_Set task:_
Rescale the listing below by writing out every line again, requests included, with each point coordinate in the answers multiplied by 0.9 and rounded to a whole number (halves round up); omit the pictures from your answer.
--- BEGIN Task input ---
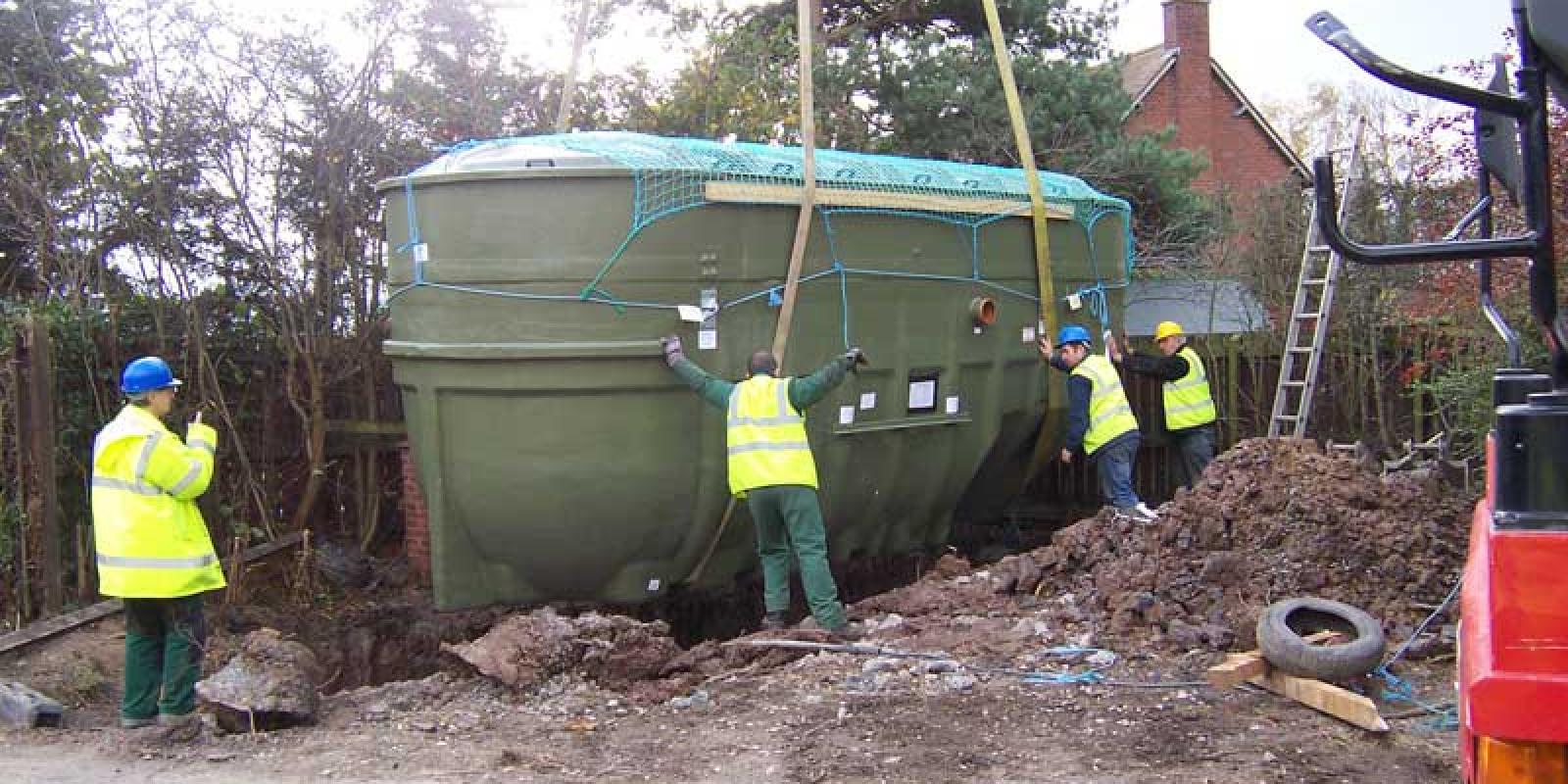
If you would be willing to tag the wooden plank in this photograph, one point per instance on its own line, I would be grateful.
(1327, 698)
(357, 427)
(753, 193)
(1251, 663)
(57, 624)
(68, 621)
--- END Task input ---
_Expected answer:_
If you would be willing to tag the wooden plank in this photograph, one point per instance on its own line, I would be grateful.
(1194, 628)
(321, 384)
(678, 174)
(1126, 597)
(51, 562)
(61, 559)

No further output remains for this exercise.